• **EXTRACTED TEXT**:
## begin

Provide a way to bundle error message/info into to the combined log entry
qingling128 opened this issue · 10 comments
Originally from the conversation in #11.
It's a common case that developers use logging frameworks (e.g. logback
for Java) to help structure error logs. Some additional error message or other info is frequently added in front of the actual stack trace. For example the logback
framework for Java would prepend a line with "ERROR " in front of the stacktrace like this:
ERROR [2017-03-21 07:16:42,627] u.s.d.Jobs <http://u.s.d.jobs/> {}
uw.smartmetering.domain.Jobs <http://uw.smartmetering.domain.jobs/>:
Job uw.smartmetering.tma.PollStatusFeedJob@7091121 failed
javax.ws.rs.ProcessingException:
org.apache.http.conn.ConnectTimeoutException: Connect to
ssp-api-stg01.tmadata.co.uk:443
[ssp-api-stg01.tmadata.co.uk/80.195.118.185,
ssp-api-stg01.tmadata.co.uk/217.138.85.11] failed: connect
at io.dropwizard.client.DropwizardApacheConnector.apply(DropwizardApacheConnector.java:109)
at org.glassfish.jersey.client.ClientRuntime.invoke(ClientRuntime.java:252)
at org.glassfish.jersey.client.JerseyInvocation$1.call(JerseyInvocation.java:684)
Caused by: org.apache.http.conn.ConnectTimeoutException: Connect to ssp-api-stg01.tmadata.co.uk:443
[ssp-api-stg01.tmadata.co.uk/80.195.118.185,
ssp-api-stg01.tmadata.co.uk/217.138.85.11] failed: connect timed out
at org.apache.http.impl.conn.DefaultHttpClientConnectionOperator.connect(DefaultHttpClientConnectionOperator.java:150)
at org.apache.http.impl.conn.PoolingHttpClientConnectionManager.connect(PoolingHttpClientConnectionManager.java:353)
at org.apache.http.impl.execchain.MainClientExec.establishRoute(MainClientExec.java:380)
... 26 common frames omitted
Caused by: java.net.SocketTimeoutException: connect timed out
at java.net.AbstractPlainSocketImpl.doConnect(AbstractPlainSocketImpl.java:350)
at java.net.AbstractPlainSocketImpl.connectToAddress(AbstractPlainSocketImpl.java:207)
at java.net.AbstractPlainSocketImpl.connect(AbstractPlainSocketImpl.java:188)
... 36 common frames omitted
It would be nice if we could provide an option for developers to bundle these error messages/info into the combined log entry. Note that:
- This solution should be language independent.
- The format or this piece of info (error message, timestamp or other info) may vary from language to language and from framework to framework. So we need to make the format configurable, and leave the regex to developers' decisions.

## end

• **TASKS TO CARRY OUT**:
1. In the GitHub issue about bundling error messages into log entries, what should be left to developers' decisions?
2. Output the part of the GitHub issue about bundling error messages that opens with the words containing "Provide a way" and closes with "conversation in #11.".
3. Write the next part of the GitHub issue about bundling error messages into log entries, picking up after its last sentence.
None of the records are needed here.

• **GIVEN INFORMATION**:
## begin

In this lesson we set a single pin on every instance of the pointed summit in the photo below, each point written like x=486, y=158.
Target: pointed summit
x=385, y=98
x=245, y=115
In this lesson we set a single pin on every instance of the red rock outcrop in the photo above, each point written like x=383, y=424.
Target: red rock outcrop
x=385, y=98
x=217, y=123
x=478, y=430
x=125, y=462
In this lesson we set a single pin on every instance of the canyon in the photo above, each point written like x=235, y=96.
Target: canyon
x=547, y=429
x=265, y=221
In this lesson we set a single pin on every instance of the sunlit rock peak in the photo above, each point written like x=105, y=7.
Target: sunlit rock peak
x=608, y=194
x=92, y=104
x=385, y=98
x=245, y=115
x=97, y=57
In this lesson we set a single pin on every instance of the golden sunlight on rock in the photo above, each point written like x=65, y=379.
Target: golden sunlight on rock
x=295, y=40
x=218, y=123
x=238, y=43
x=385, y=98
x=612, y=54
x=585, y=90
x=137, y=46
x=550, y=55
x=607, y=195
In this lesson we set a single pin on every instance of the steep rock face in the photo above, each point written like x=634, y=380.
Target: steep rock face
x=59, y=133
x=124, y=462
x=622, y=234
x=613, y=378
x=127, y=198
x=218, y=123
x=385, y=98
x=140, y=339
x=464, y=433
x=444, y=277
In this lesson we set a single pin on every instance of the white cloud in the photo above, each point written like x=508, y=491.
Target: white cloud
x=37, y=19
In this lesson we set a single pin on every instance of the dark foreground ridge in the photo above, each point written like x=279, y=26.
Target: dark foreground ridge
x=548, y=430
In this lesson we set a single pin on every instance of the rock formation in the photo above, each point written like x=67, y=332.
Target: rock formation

## end

• **PER-TASK OUTPUTS**:
1. The regex.

2.
Provide a way to bundle error message/info into to the combined log entry
qingling128 opened this issue · 10 comments
Originally from the conversation in #11.

3.
Hi,
Can you please share any progress on this?
Many thanks,
Javi
Hi @jcotado, sorry we've not yet got a chance to evaluate / prioritize it. It's on the agenda for our next weekly meeting. Are you somehow blocked by this?
CC @rbuskens, @igorpeshansky, @dhrupadb for priority. I wonder if it's something we would like to squeeze into this quarter. It's a nice and helpful feature to have. Not a blocking one though I guess?
(@jcotado: correct me if i'm wrong).
@igorpeshansky Javi and I chat a bit about using in_tail
in the previous thread: #11. They are ingesting logs from containers in a kubernetes cluster by mounting /var/log
. Kubernetes
has fluentd configs built into the add-on image fluentd-es-image. There is some on-going effort to make it customizable by mounting configs to a certain path, but it's not available yet I believe.
@jcotado: One solution here, if we stick to using in_tail
, would be to edit the td-agent.conf file and build a customized version of fluentd-es-image to use. So we can "customize" the fluentd config indirectly.
@qingling128 We are already using our own version of fluentd image, our config can be seen here: https://github.com/utilitywarehouse/fluentd/blob/master/fluent.conf
Could you please elaborate on the changes to the in_tail
to allow formatting, bearing in mind this source is shared by all applications (does that matter?)
Thanks!
Hi @george-angel,
Sorry, I missed this one in my mailbox. Good to know you are already using your own version of the image. The instruction of multiline
format of in_tail
can be here. Look for multiline
.
Quoting the section for Java exception here:
"You can parse Java like stacktrace logs with multiline. Here is a configuration example.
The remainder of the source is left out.